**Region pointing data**
=== Begin Enclosure ===

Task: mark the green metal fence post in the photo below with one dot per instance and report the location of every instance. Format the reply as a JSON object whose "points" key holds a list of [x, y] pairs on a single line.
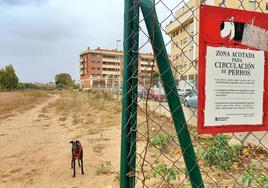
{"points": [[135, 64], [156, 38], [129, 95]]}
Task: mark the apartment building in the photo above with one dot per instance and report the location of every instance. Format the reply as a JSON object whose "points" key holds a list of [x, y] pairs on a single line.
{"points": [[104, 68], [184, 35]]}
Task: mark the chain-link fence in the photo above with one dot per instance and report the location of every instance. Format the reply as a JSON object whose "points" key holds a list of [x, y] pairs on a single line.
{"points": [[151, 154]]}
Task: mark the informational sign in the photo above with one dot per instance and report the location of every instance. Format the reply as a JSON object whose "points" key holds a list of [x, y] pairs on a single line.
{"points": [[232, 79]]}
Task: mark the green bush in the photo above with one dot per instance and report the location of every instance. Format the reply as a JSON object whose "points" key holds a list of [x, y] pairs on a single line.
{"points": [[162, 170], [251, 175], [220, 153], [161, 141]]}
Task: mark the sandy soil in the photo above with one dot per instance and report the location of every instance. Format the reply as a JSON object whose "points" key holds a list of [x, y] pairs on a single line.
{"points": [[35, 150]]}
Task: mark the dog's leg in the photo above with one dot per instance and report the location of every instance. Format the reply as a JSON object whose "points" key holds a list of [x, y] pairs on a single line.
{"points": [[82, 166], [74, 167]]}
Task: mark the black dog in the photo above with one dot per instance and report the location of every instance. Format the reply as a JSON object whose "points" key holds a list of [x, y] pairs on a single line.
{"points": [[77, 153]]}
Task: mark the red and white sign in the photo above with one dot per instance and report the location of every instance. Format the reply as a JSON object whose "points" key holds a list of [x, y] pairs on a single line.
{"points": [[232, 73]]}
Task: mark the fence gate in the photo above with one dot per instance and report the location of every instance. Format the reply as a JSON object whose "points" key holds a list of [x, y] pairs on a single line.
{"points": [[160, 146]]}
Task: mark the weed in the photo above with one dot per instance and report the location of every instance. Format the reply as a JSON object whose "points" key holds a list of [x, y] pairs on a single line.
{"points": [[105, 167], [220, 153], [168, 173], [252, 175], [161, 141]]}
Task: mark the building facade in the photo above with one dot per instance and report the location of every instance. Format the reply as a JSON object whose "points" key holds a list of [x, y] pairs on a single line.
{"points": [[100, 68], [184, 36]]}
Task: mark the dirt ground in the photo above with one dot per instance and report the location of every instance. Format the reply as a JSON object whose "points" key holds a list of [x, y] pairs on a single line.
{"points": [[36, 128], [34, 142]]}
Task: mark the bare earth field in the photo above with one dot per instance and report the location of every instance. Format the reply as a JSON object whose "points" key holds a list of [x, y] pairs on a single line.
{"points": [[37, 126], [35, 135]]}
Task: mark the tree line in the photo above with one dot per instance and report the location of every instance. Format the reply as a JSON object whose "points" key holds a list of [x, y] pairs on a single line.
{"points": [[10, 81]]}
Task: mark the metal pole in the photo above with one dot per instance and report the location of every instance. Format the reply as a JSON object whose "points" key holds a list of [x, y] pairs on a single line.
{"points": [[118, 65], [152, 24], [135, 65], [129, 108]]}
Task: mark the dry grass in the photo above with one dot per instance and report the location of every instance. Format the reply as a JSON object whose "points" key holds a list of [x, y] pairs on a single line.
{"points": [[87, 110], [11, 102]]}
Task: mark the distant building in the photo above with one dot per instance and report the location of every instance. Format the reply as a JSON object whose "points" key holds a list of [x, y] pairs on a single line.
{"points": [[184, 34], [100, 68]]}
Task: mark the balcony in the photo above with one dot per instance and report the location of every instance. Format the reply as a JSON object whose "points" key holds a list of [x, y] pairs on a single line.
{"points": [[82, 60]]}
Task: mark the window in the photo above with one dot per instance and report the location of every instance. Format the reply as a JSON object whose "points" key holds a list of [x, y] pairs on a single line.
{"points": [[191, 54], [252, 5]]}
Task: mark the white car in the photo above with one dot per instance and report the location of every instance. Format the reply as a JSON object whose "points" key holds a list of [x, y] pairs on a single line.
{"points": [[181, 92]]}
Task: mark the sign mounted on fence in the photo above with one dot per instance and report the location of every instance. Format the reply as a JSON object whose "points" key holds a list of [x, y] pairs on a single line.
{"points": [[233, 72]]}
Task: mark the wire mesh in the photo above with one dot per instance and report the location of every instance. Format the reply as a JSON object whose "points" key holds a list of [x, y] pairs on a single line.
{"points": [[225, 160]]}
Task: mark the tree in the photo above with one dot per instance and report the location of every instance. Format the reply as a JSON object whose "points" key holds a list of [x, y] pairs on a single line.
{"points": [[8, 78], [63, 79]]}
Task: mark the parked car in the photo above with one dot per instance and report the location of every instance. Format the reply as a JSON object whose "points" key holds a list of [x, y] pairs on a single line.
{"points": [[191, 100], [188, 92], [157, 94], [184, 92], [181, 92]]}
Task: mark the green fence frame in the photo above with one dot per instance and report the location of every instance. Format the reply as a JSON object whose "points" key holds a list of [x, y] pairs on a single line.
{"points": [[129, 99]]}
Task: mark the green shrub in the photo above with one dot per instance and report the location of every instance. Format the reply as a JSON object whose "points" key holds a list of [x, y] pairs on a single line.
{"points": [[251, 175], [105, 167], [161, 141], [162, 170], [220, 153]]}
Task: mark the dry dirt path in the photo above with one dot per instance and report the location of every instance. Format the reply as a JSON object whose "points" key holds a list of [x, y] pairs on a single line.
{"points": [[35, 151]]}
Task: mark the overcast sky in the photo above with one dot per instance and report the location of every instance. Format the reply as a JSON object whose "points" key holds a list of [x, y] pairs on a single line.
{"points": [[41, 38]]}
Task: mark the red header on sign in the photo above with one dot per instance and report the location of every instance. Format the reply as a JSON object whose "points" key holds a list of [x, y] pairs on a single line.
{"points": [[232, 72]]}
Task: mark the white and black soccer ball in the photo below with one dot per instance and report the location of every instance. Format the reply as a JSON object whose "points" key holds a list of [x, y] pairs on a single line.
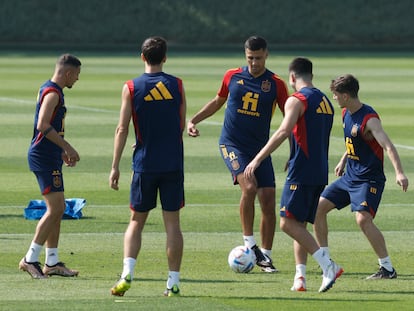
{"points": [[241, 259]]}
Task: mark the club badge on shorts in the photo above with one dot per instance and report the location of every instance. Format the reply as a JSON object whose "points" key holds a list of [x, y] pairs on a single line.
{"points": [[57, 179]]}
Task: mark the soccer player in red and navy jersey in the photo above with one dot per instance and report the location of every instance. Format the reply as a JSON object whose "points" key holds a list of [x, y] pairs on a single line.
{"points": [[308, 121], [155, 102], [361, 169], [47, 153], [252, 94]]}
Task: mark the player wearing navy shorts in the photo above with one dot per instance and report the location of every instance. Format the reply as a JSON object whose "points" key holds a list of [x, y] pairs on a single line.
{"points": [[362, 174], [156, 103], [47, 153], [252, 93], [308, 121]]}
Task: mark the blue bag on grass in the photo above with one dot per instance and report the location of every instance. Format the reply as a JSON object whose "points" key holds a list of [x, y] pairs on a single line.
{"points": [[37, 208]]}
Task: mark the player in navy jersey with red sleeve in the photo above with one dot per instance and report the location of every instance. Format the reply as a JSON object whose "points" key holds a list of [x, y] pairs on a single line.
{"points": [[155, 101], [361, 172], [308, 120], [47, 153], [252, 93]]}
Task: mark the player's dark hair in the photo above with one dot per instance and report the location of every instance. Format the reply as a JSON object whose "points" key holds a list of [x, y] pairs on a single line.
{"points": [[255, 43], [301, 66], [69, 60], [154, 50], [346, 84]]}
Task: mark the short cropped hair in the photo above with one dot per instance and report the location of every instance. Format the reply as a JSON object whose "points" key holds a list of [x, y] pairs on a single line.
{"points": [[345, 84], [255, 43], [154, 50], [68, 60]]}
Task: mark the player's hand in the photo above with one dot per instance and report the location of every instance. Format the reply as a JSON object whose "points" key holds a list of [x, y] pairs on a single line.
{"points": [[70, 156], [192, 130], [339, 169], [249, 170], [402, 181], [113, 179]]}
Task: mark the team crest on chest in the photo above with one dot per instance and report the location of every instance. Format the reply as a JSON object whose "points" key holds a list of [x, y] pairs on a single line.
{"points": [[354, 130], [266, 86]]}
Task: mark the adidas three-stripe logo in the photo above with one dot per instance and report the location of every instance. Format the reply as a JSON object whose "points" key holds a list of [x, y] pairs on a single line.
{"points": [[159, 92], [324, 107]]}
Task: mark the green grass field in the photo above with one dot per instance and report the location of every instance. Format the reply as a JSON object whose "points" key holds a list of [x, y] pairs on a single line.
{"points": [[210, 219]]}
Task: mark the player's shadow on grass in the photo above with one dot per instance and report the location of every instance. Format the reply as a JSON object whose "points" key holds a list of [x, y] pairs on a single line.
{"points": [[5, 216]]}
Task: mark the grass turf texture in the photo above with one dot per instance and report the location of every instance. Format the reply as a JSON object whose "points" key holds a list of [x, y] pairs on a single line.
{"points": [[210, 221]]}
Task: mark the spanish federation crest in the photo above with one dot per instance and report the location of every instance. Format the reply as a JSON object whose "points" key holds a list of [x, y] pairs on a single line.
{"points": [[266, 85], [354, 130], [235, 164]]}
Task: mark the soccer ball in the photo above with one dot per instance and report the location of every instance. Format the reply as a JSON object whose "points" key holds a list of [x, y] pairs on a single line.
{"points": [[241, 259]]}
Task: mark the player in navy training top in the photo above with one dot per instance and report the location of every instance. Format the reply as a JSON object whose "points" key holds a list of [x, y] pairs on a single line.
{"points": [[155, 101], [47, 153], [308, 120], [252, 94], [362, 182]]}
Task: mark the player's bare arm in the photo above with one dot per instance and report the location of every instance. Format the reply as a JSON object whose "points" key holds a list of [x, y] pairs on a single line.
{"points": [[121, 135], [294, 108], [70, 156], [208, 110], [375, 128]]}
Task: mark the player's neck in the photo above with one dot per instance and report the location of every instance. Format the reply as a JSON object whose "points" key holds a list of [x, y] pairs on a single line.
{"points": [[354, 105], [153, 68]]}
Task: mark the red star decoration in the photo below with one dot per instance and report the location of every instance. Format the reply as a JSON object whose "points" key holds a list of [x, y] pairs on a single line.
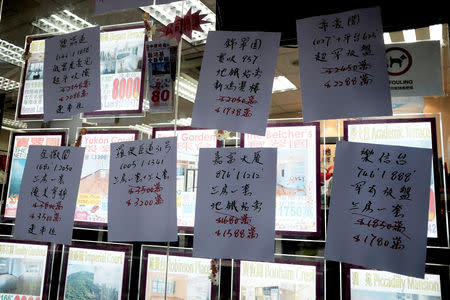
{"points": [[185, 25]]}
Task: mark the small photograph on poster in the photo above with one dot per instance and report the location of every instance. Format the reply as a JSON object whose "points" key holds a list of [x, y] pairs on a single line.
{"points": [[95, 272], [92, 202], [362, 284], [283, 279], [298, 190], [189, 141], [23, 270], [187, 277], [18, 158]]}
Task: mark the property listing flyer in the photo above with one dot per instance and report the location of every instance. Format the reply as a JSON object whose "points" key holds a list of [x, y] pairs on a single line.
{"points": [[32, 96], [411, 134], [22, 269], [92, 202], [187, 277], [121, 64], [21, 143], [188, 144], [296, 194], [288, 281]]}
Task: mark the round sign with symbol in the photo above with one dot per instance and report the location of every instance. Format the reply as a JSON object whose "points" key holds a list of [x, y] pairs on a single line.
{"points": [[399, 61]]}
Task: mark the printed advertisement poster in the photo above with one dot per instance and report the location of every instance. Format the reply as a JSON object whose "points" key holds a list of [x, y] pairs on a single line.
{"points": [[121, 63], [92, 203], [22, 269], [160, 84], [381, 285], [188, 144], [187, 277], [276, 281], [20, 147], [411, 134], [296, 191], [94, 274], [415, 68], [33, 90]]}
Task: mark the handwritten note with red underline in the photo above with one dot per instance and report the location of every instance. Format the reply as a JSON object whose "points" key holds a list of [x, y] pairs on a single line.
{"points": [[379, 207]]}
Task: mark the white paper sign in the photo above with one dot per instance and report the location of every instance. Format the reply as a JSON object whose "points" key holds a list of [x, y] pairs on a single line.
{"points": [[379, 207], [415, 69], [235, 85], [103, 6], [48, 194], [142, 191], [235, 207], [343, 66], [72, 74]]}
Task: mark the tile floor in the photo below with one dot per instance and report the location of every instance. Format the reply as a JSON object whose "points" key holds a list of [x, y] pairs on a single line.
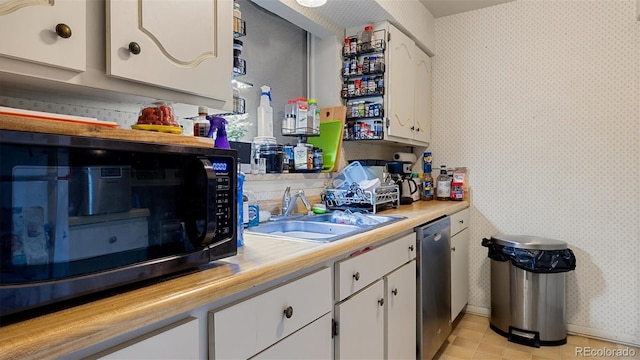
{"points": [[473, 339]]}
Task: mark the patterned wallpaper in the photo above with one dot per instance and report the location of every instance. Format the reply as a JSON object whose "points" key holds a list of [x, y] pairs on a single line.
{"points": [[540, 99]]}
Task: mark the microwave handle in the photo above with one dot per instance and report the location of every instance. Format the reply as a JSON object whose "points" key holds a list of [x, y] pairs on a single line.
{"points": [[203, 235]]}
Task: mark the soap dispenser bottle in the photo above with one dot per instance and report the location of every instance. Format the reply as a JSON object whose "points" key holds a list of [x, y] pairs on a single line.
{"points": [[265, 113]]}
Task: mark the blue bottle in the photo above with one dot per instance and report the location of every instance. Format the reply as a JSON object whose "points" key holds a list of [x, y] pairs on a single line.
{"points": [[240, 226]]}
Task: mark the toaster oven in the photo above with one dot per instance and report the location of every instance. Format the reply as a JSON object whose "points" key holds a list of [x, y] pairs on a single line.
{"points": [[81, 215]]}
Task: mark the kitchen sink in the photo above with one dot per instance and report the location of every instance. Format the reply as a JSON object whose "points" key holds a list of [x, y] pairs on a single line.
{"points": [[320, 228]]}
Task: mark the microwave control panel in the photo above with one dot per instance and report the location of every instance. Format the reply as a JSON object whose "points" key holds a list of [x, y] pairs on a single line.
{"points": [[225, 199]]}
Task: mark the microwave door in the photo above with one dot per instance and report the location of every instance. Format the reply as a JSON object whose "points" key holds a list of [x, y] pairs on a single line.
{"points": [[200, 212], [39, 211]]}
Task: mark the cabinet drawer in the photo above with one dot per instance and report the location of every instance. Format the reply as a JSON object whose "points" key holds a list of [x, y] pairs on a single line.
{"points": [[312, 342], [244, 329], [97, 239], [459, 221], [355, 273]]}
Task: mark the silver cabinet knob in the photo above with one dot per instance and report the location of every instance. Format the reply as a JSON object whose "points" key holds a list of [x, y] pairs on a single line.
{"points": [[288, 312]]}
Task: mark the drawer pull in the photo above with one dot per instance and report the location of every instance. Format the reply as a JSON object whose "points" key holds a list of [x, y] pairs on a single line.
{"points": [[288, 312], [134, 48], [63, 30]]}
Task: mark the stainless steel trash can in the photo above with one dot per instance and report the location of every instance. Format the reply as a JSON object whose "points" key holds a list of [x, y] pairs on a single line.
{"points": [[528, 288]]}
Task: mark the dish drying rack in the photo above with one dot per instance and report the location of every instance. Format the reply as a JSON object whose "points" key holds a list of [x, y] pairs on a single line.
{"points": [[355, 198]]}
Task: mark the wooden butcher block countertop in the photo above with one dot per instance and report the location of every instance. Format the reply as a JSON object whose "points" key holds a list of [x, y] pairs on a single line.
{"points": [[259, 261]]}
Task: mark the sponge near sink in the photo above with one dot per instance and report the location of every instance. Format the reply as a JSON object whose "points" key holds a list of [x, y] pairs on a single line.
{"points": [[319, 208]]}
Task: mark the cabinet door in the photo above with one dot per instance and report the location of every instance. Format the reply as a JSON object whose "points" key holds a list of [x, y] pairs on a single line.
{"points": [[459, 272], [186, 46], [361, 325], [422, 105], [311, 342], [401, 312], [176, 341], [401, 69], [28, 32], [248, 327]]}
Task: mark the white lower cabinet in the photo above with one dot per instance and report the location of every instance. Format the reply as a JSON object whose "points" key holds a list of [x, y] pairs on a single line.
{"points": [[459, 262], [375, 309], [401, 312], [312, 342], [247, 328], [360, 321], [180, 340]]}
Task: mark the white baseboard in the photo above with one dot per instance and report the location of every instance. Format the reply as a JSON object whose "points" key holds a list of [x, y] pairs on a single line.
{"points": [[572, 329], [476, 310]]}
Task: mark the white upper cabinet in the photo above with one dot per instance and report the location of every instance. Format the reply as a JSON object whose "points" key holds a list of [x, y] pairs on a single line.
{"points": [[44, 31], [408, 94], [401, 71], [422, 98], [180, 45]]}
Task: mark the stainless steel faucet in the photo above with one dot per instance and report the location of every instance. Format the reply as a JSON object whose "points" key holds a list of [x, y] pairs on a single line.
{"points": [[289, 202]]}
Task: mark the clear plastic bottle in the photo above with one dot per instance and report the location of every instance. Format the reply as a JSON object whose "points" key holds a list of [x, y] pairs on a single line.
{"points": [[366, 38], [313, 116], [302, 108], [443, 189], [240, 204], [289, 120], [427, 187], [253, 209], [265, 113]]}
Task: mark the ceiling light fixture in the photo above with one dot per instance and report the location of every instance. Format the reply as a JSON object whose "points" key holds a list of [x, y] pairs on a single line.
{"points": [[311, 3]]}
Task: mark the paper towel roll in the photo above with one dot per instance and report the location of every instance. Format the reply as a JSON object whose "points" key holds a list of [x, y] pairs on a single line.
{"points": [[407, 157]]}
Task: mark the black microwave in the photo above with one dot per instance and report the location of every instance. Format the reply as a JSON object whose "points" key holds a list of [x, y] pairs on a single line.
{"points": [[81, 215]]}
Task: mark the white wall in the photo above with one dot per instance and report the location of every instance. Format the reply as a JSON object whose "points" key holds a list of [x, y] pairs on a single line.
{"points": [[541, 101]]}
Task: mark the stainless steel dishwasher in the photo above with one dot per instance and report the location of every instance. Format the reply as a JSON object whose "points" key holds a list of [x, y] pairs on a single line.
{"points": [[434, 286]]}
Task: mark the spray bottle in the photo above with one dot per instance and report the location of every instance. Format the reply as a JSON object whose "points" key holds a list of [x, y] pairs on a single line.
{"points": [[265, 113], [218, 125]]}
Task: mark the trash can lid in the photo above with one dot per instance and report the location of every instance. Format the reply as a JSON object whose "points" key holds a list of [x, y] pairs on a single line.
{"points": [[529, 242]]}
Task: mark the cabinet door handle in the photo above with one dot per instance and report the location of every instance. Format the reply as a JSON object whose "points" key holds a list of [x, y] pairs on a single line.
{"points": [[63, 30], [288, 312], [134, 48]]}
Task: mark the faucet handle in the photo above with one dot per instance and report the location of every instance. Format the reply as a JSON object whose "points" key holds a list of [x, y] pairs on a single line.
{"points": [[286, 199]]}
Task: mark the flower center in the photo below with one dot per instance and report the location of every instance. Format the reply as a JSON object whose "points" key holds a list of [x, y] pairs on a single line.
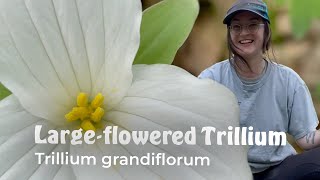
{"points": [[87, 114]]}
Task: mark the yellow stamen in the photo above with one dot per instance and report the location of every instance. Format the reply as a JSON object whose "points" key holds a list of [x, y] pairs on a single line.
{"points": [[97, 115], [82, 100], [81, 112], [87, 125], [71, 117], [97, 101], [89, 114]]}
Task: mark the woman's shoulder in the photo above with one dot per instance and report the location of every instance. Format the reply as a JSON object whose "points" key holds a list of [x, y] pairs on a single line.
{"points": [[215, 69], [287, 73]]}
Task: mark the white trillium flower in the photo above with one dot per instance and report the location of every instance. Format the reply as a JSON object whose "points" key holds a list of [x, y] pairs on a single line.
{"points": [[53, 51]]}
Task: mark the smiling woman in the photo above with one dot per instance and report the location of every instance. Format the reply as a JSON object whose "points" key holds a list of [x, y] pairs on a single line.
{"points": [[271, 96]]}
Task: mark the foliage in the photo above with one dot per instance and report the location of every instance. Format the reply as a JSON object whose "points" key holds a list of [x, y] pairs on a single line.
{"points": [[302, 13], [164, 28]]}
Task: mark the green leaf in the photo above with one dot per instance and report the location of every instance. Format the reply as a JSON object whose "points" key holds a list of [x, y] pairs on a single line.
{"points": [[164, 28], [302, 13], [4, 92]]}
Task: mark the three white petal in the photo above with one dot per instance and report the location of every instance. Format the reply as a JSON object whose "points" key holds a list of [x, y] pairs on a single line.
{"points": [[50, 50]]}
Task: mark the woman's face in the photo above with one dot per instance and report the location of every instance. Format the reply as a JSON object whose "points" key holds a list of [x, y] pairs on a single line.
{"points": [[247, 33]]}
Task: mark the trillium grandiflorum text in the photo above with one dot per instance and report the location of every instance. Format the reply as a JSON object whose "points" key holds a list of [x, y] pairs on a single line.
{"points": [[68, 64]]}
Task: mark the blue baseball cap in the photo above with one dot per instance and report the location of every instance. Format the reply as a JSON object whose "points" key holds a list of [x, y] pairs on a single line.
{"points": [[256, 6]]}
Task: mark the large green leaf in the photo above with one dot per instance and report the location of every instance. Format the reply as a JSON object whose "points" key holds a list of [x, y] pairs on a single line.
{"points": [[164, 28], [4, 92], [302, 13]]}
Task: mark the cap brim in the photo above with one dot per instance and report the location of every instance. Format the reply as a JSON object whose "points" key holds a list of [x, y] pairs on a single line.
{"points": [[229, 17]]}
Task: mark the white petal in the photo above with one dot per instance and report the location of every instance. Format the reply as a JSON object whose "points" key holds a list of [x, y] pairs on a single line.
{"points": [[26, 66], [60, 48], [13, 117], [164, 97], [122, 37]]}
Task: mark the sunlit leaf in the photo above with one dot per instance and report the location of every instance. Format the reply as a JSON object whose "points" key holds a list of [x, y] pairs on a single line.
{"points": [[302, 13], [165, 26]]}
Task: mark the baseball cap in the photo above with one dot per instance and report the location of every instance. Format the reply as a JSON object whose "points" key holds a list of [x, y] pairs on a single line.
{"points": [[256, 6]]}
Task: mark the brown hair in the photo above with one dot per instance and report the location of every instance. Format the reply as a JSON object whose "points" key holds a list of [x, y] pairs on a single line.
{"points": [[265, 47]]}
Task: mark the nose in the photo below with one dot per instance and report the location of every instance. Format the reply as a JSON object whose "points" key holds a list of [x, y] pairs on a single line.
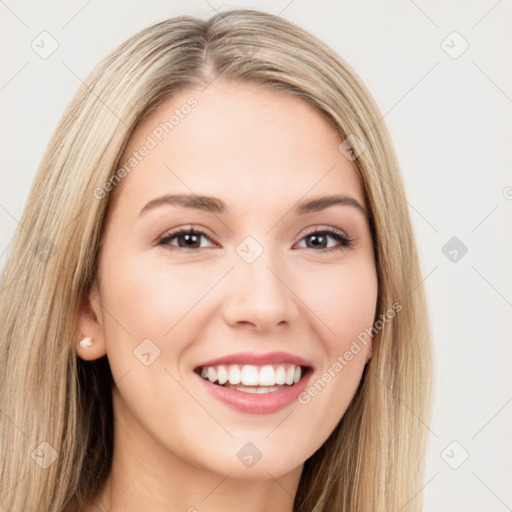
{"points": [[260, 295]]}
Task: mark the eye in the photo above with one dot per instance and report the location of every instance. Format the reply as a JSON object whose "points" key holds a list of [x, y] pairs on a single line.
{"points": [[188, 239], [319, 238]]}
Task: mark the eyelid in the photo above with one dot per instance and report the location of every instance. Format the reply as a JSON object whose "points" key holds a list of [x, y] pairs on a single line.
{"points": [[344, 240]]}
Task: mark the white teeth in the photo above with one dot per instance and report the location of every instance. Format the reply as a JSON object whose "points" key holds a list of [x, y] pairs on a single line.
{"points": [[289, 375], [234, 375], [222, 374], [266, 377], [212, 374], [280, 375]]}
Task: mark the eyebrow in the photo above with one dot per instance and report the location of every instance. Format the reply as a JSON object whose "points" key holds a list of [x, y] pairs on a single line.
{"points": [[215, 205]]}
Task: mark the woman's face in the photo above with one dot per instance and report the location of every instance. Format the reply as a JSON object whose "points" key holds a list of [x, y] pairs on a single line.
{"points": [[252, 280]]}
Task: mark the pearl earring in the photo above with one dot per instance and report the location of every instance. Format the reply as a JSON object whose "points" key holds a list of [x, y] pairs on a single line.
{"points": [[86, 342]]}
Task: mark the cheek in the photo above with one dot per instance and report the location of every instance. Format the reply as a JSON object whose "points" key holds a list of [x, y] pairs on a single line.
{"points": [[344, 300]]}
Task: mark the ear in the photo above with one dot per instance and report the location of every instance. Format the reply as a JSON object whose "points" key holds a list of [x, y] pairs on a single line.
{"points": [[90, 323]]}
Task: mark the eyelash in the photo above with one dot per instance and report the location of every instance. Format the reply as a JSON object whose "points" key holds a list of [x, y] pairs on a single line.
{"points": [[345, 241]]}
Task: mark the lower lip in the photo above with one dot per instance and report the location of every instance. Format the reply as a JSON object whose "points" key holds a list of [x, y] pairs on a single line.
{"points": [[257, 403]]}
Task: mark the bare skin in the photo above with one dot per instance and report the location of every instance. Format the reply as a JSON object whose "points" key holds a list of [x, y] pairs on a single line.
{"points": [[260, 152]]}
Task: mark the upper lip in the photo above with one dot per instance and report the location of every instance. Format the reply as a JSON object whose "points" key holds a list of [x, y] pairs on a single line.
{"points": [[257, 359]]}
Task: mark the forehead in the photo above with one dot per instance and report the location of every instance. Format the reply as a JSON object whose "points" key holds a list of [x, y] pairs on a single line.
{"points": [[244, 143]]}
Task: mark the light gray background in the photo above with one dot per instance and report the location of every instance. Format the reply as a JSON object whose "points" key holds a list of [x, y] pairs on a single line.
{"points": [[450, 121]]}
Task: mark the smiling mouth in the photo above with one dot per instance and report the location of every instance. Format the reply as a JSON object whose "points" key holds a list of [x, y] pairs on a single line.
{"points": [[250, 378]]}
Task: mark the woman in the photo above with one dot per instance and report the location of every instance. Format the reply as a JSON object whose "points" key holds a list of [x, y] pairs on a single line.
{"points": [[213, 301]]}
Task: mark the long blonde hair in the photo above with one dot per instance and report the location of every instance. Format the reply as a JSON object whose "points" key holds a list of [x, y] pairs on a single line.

=== End Enclosure ===

**Task requirements**
Lines from the one containing "Task: mark the light" to the end of the data are to be printed exactly, including the first and last.

**Final answer**
Task: mark the light gray background in the photo above with one dot per instance and report the location of every instance. Format the reply as a JSON object whose "points" key holds a list of [x, y] pairs on a single line.
{"points": [[450, 121]]}
Task: mark the smiling mouth in the photo above with one dot per instance and report the location of every instance. Format the reply as a JSON object whose "points" key holds a list of [x, y] pairs on a single line.
{"points": [[250, 378]]}
Task: mark the woman in the photo above with one dot per instance and report the location of every instance. Format the reply as a JSON object whose "points" key holds a list of [x, y] pairs on a single line.
{"points": [[213, 301]]}
Task: mark the long blonde hair in the photo above with one dot per instance and report the location of every instance. Format the reply as a JSON object whose "points" key holds a list of [x, y] pairs on a single line.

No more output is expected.